(Records from a collection)
--- Begin ---
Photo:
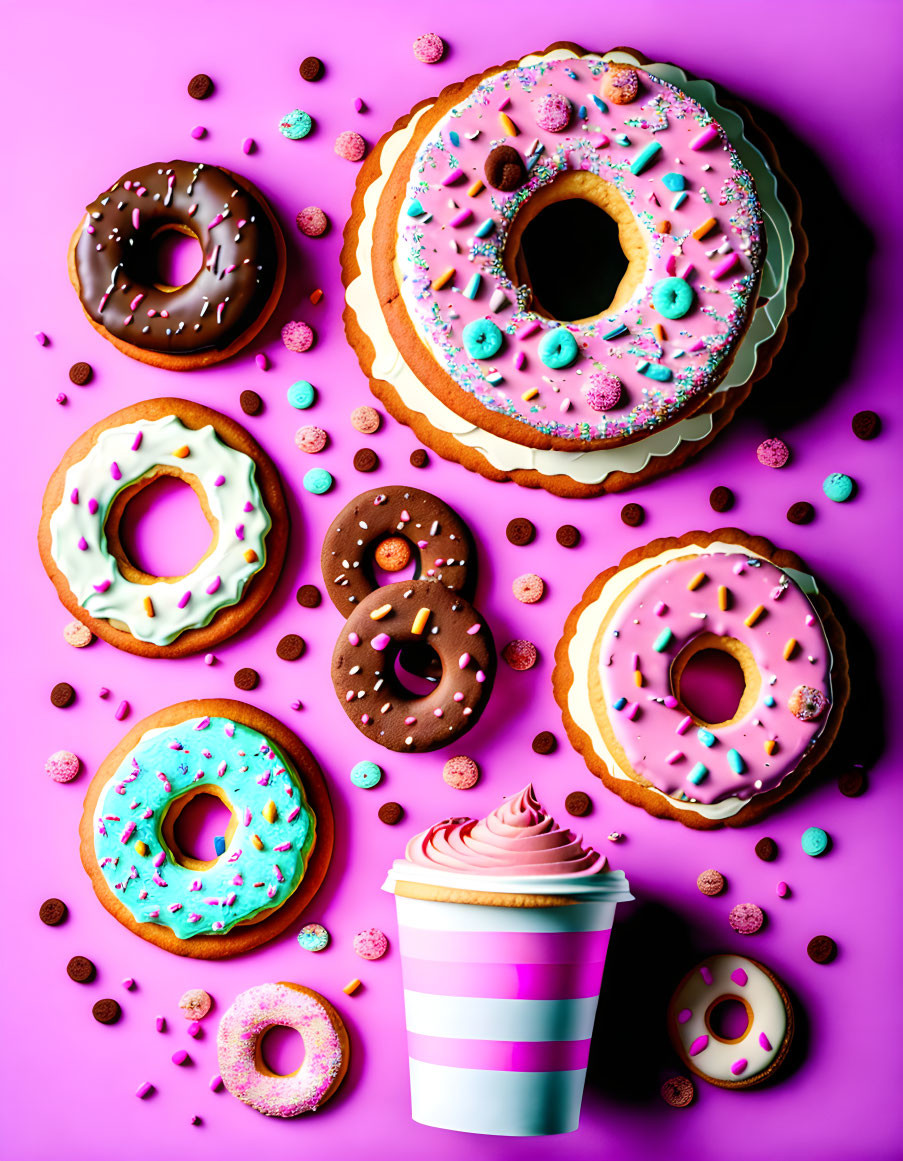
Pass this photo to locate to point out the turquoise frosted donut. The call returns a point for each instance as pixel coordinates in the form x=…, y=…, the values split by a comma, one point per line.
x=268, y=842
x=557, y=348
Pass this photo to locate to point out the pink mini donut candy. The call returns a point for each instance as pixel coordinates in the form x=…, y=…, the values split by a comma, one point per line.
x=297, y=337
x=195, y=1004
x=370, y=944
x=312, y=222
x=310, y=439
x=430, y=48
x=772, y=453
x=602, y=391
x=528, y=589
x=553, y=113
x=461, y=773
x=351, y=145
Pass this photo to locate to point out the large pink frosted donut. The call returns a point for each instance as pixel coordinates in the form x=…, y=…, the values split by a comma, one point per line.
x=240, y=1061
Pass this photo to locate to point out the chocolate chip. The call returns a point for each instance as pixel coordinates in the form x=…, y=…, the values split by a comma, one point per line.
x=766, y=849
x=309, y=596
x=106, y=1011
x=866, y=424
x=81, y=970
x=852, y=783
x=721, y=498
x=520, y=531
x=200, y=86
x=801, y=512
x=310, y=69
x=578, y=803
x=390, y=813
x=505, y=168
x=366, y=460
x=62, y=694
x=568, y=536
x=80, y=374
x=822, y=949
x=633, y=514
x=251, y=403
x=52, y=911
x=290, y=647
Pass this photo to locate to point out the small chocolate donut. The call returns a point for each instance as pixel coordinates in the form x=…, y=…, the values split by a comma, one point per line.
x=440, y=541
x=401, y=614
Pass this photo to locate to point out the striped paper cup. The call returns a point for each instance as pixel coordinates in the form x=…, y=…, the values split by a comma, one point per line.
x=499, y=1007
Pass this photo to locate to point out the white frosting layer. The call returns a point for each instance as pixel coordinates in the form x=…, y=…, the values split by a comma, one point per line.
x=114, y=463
--- End ---
--- Begin ---
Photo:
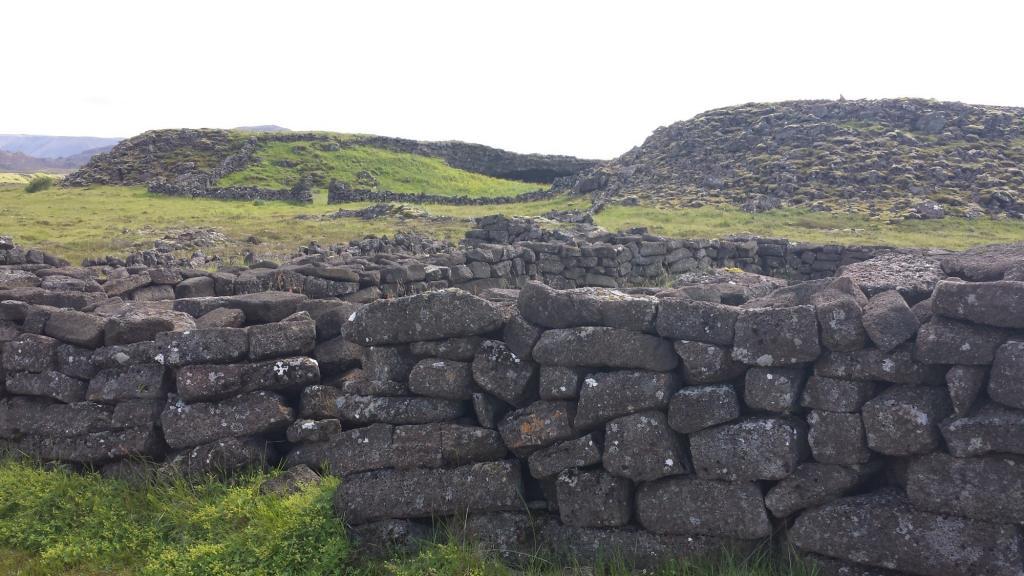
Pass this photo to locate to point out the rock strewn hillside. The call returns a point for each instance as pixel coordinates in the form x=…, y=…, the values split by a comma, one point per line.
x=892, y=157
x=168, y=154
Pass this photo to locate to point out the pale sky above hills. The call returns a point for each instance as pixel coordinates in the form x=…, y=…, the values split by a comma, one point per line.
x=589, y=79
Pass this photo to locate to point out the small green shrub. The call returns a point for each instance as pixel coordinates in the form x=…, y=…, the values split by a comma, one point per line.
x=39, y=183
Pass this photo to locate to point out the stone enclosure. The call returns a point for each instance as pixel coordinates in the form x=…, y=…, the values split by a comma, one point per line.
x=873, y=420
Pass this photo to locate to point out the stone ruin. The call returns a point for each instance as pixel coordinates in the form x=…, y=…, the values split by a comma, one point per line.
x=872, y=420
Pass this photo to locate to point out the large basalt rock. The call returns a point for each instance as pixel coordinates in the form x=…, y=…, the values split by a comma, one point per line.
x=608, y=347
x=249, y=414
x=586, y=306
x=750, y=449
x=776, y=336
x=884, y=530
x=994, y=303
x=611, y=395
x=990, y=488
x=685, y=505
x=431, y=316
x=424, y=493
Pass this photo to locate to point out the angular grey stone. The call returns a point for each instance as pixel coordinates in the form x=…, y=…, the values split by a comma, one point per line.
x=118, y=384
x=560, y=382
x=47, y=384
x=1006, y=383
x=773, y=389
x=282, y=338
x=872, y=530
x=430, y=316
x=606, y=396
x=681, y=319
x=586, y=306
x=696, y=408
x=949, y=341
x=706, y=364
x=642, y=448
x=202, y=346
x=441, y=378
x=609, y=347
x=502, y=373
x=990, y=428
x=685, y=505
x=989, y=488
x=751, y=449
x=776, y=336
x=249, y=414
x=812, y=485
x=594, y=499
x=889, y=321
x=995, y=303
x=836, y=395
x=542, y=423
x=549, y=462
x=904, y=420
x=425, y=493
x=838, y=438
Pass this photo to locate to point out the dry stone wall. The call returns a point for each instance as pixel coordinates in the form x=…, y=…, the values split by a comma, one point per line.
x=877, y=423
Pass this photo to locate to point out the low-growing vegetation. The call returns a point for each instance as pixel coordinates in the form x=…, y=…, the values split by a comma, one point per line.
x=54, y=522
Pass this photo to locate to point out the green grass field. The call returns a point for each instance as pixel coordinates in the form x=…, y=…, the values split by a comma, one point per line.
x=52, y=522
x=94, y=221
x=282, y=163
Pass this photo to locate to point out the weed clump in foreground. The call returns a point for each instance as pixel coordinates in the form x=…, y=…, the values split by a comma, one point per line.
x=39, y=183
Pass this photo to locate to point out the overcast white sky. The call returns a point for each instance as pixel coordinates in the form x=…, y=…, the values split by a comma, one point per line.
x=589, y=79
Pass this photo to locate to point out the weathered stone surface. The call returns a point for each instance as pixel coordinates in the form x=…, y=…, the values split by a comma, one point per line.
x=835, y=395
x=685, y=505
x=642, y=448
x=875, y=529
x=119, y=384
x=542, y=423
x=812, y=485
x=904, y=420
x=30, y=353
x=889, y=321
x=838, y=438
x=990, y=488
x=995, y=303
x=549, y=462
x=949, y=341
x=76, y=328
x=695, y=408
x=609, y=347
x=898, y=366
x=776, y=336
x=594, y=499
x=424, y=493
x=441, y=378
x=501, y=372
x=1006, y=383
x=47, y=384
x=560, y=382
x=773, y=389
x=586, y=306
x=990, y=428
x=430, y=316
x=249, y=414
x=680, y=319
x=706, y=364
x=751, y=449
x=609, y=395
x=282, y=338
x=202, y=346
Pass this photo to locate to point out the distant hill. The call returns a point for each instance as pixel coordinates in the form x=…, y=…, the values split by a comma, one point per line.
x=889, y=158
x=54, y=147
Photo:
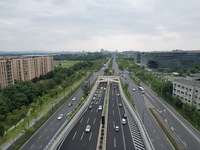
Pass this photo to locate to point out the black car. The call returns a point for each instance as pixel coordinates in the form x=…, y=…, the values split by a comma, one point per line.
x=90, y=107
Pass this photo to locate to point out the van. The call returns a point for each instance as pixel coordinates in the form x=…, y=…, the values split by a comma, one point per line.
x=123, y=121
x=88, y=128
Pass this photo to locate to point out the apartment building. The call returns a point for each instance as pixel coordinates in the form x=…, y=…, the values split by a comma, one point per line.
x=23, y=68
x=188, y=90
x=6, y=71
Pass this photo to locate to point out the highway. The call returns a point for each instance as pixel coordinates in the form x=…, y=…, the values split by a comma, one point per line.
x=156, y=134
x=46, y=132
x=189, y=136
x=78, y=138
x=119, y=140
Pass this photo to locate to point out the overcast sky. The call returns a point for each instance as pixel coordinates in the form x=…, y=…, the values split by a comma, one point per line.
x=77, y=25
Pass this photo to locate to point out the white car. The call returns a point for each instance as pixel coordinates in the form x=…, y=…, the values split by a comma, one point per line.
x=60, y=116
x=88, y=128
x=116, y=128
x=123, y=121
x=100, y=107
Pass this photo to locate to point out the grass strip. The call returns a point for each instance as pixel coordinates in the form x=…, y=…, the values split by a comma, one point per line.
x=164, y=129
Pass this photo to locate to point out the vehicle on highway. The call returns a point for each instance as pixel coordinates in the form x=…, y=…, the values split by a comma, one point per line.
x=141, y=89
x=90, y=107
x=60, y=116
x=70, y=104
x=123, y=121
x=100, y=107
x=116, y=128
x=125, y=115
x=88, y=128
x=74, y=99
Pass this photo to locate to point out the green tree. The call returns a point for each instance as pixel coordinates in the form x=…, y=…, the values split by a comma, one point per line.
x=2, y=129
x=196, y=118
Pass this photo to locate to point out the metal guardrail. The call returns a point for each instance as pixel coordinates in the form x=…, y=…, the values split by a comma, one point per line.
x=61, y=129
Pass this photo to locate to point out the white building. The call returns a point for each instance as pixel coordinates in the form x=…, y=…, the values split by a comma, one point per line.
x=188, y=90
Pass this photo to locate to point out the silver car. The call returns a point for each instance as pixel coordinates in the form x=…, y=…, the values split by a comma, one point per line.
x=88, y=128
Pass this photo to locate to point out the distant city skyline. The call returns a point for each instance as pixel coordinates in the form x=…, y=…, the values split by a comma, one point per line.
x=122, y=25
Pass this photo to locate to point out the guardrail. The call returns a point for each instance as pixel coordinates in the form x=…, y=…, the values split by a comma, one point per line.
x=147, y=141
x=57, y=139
--- End ---
--- Begin ---
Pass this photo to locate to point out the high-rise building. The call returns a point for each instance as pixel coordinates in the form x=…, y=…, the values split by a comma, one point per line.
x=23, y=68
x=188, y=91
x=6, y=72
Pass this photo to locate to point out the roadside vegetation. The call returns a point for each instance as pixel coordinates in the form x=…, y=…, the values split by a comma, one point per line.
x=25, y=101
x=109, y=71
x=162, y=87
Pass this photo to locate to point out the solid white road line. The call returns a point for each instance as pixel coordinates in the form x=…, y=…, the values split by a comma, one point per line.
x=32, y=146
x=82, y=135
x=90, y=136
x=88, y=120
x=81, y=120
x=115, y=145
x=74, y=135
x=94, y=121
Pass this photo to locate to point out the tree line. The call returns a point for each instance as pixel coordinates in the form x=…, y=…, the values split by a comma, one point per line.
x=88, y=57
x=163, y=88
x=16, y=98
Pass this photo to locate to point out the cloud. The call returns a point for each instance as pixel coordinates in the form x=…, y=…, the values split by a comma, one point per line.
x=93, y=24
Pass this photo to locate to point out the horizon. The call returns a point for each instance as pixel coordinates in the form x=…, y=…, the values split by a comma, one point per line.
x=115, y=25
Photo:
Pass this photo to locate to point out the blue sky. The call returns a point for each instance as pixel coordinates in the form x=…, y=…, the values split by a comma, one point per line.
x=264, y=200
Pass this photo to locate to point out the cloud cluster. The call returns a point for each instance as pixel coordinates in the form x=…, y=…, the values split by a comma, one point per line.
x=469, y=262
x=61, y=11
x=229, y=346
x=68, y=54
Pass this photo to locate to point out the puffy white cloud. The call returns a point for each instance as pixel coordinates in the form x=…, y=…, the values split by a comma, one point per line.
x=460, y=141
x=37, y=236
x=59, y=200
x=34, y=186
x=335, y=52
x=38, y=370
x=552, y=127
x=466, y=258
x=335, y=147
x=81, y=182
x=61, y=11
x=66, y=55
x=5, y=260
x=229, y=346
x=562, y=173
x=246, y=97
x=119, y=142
--- End ---
**Exercise objective:** Copy the lines from the line with "Pass this photo to locate to point out the guardrail." up to and including the line with "x=57, y=139", swapping "guardrail" for "roadside barrier" and keeping everything else the same.

**Task output:**
Pass this photo to locate to point out the roadside barrier. The call returns a point for each instance as pixel coordinates in the form x=…, y=…, the values split by a comma, one point per line.
x=147, y=141
x=57, y=139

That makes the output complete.